* [Excerpt provided]
----

With respect to information provided by Cameron to BSC prior to the Closing Date, BSC shall ensure that all individuals with such information send all originals and copies to a member of the Clean Team, who shall not provide that information to anyone other than a Clean Team member except as provided in this Order. Provided, however, that information provided by Cameron to Guidant prior to the Closing Date need not be sent to a member of the Clean Team; and provided further, however, that BSC and Guidant shall comply with any restrictions on the use and distribution of such information provided by Cameron to Guidant contained in any agreement between Cameron and Guidant.

22

3.     
The Clean Team will not share the Cameron Information with anyone at BSC except as provided below:

a.     
they may provide to BSC Senior Management, who will not share the information with anyone outside the Clean Team, outside counsel and BSC Senior Management:

(1)

----

* [What this exercise asks]
(a) Rewrite the part of the order excerpt that begins at the words "With respect to" and ends after "Cameron and Guidant.", putting "Effective Date" in place of "Closing Date" each time it appears.
(b) Extend the order excerpt on how the Clean Team handles the Cameron Information, picking up right after its final line.

* [Recorded data]
----

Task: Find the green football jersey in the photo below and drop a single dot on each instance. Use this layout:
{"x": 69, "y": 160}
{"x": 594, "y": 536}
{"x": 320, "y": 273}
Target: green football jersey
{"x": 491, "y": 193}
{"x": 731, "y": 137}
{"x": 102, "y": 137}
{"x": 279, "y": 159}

----

* [Answers given]
(a)
With respect to information provided by Cameron to BSC prior to the Effective Date, BSC shall ensure that all individuals with such information send all originals and copies to a member of the Clean Team, who shall not provide that information to anyone other than a Clean Team member except as provided in this Order. Provided, however, that information provided by Cameron to Guidant prior to the Effective Date need not be sent to a member of the Clean Team; and provided further, however, that BSC and Guidant shall comply with any restrictions on the use and distribution of such information provided by Cameron to Guidant contained in any agreement between Cameron and Guidant.

(b)
information provided by Cameron under Paragraph 6.6(f)(i) of the Securities Purchase Agreement and Paragraph 3.1 of the Convertible Promissory Note; and

(2)   
on a quarterly basis, information as to whether Cameron appears to be on a product approval timeline consistent with BSC’s expectations (but not the reasons therefore) and information contained in a quarterly balance sheet and income statement;

b.     
they may share the Cameron Information with those BSC Senior Management (who will not share this information with anyone outside the Clean Team, outside counsel and BSC Senior Management) as necessary to conduct due diligence to determine whether to provide Cameron with additional funding if Cameron requests additional funding from BSC other than as set forth in any existing agreement between BSC and Cameron (including Section 3 of the Securities Purchase Agreement, as amended);

 
  c.     
they may share the Cameron Information with those BSC Senior Management (who will not share this information with anyone outside the Clean Team, outside counsel and BSC Senior Management) as necessary, in the event of an initial public offering by Cameron or sale of Cameron, to determine whether to convert BSC’s notes into shares pursuant to each Convertible Promissory Note executed (or to be executed) before BSC exercises its option to acquire Cameron.

d.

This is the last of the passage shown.